** Start of Provided text **
Complete question is;
a. Two equal sized and shaped spheres are dropped from a tall building. Sphere 1 is hollow and has a mass of 1.0 kg. Sphere 2 is filled with lead and has a mass of 9.0 kg. If the terminal speed of Sphere 1 is 6.0 m/s, the terminal speed of Sphere 2 will be?
b. The cross sectional area of Sphere 2 is increased to 3 times the cross sectional area of Sphere 1. The masses remain 1.0 kg and 9.0 kg, The terminal speed (in m/s) of Sphere 2 will now be
Answer:
A) V_t = 18 m/s
B) V_t = 10.39 m/s
Step-by-step explanation:
Formula for terminal speed is given by;
V_t = √(2mg/(DρA))
Where;
m is mass
g is acceleration due to gravity
D is drag coefficient
ρ is density
A is Area of object
A) Now, for sphere 1,we have;
m = 1 kg
V_t = 6 m/s
g = 9.81 m/s²
Now, making D the subject, we have;
D = 2mg/((V_t)²ρA))
D = (2 × 1 × 9.81)/(6² × ρA)
D = 0.545/(ρA)
For sphere 2, we have mass = 9 kg
Thus;
V_t = √[2 × 9 × 9.81/(0.545/(ρA) × ρA))]
V_t = 18 m/s
B) We are told that The cross sectional area of Sphere 2 is increased to 3 times the cross sectional area of Sphere 1.
Thus;
Area of sphere 2 = 3A
Thus;
V_t = √[2 × 9 × 9.81/(0.545/(ρA) × ρ × 3A))]
V_t = 10.39 m/s
** End of Provided text **
** Start of Data section **
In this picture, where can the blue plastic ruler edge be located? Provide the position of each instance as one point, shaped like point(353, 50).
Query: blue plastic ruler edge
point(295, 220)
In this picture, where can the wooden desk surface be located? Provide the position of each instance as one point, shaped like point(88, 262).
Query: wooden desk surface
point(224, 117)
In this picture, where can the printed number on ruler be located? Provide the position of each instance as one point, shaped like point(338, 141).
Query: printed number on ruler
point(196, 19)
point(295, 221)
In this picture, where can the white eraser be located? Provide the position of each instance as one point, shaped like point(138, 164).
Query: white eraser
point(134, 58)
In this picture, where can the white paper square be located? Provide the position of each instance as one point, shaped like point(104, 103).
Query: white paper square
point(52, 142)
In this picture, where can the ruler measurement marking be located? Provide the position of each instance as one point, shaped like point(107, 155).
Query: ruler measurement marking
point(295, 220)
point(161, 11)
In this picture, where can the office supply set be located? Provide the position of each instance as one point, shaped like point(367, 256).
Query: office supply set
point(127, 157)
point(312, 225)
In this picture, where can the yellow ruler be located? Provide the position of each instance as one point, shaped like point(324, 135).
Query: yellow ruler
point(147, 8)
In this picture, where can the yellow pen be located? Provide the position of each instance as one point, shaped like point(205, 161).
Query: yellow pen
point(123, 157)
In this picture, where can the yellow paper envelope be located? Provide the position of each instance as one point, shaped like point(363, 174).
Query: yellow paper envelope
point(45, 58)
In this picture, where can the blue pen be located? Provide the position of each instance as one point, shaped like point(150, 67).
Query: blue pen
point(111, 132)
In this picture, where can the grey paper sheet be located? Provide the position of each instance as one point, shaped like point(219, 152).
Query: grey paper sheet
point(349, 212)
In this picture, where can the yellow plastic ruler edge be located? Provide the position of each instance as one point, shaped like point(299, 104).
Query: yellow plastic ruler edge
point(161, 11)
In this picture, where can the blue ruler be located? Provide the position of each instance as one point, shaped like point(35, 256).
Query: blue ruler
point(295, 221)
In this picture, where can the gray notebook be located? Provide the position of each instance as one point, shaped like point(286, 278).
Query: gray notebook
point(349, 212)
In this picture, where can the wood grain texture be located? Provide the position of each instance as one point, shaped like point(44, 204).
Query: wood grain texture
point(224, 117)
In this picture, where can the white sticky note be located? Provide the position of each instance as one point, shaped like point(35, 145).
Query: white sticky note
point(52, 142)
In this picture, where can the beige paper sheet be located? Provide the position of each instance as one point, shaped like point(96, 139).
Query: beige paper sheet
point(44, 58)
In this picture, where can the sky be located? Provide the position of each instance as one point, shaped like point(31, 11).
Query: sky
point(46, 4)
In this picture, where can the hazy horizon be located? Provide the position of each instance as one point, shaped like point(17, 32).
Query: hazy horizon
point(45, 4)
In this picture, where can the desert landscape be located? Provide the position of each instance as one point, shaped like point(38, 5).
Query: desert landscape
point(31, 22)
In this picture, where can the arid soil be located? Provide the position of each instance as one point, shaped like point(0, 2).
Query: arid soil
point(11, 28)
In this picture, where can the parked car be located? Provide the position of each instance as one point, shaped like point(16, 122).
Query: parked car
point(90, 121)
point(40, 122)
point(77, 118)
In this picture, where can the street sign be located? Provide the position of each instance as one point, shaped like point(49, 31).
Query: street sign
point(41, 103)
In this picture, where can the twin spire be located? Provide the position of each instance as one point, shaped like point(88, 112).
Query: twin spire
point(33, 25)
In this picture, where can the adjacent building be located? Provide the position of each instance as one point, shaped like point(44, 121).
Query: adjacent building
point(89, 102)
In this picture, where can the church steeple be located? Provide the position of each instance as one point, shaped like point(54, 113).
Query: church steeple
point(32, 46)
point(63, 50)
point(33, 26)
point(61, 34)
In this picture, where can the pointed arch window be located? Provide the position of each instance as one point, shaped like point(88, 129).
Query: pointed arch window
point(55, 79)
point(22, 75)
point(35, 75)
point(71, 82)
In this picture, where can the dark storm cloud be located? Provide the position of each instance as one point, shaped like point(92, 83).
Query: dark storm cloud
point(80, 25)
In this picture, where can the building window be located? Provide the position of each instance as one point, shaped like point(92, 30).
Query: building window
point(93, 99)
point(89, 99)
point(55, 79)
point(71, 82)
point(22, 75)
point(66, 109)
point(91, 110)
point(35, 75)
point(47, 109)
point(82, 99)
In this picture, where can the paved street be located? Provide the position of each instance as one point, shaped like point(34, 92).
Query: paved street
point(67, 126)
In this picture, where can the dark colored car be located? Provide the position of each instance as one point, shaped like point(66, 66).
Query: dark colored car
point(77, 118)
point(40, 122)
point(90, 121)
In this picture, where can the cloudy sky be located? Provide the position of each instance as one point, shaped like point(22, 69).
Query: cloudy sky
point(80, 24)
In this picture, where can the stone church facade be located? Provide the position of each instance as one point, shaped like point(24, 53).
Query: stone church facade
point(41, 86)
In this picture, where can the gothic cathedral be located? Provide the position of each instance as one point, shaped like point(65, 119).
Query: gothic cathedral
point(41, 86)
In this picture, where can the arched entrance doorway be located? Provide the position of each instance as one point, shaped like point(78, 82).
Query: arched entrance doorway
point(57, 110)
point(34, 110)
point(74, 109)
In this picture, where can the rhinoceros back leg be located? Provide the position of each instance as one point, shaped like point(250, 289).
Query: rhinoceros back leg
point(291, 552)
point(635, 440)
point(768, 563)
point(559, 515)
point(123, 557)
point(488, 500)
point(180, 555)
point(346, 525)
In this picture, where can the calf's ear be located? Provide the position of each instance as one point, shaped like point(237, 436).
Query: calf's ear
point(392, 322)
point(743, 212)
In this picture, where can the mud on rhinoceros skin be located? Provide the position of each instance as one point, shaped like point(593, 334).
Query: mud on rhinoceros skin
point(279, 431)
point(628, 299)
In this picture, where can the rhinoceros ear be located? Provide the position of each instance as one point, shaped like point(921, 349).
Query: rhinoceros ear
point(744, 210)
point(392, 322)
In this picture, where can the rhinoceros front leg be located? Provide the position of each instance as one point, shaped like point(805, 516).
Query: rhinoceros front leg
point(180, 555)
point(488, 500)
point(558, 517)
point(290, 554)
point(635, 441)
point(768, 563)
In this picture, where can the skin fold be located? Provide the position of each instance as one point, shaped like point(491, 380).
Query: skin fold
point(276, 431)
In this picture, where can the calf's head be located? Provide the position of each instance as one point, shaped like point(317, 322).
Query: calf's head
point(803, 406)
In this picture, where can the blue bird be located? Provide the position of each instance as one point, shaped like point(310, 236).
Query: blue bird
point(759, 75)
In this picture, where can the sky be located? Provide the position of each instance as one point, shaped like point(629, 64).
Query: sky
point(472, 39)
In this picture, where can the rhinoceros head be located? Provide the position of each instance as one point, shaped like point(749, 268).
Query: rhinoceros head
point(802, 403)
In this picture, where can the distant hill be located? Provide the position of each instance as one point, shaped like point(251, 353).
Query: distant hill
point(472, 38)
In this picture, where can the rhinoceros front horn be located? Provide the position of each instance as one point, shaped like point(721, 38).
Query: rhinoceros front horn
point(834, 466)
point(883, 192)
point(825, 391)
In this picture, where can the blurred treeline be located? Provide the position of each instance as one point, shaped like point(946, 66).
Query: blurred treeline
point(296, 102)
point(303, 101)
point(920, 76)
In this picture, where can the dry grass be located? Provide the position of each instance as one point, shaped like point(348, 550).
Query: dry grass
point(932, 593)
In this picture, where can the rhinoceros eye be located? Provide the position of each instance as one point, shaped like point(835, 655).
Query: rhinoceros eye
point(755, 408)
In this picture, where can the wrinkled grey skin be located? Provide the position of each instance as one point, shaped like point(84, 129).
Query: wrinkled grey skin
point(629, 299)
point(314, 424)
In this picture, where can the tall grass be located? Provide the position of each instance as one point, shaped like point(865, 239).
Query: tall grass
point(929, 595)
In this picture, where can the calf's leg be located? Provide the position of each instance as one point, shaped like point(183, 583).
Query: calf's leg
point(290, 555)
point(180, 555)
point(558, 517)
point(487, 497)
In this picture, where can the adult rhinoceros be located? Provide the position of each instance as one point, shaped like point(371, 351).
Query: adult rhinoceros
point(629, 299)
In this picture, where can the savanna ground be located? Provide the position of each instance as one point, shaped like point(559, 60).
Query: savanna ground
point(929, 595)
** End of Data section **
(Exercise instructions):
(a) From the terminal speed solution, write out the passage from "b. The cross" up to and including "V_t = √(2mg/(DρA))".
(b) Reproduce the records from the line with "like point(31, 11)." up to and including the line with "point(89, 102)", and only those lines. Keep the requests unchanged, but multiply every answer coordinate by 1.95 and round each result to a whole number, with halves rounded up.

(Answer list):
(a)
b. The cross sectional area of Sphere 2 is increased to 3 times the cross sectional area of Sphere 1. The masses remain 1.0 kg and 9.0 kg, The terminal speed (in m/s) of Sphere 2 will now be
Answer:
A) V_t = 18 m/s
B) V_t = 10.39 m/s
Step-by-step explanation:
Formula for terminal speed is given by;
V_t = √(2mg/(DρA))

(b)
In this picture, where can the sky be located? Provide the position of each instance as one point, shaped like point(31, 11).
Query: sky
point(90, 8)
In this picture, where can the hazy horizon be located? Provide the position of each instance as one point, shaped like point(17, 32).
Query: hazy horizon
point(88, 8)
In this picture, where can the desert landscape be located? Provide the position of each instance as one point, shaped like point(38, 5).
Query: desert landscape
point(60, 43)
In this picture, where can the arid soil be located? Provide the position of each instance as one point, shaped like point(0, 2).
Query: arid soil
point(21, 55)
In this picture, where can the parked car be located? Provide the position of each instance as one point, shaped like point(16, 122).
Query: parked car
point(176, 236)
point(78, 238)
point(150, 230)
In this picture, where can the street sign be located? Provide the position of each instance as one point, shaped like point(49, 31).
Query: street sign
point(80, 201)
In this picture, where can the twin spire be located? Provide the position of each instance as one point, shaped like point(88, 112).
Query: twin spire
point(64, 49)
In this picture, where can the adjacent building be located? Provide the position of each instance as one point, shaped like point(44, 121).
Query: adjacent building
point(174, 199)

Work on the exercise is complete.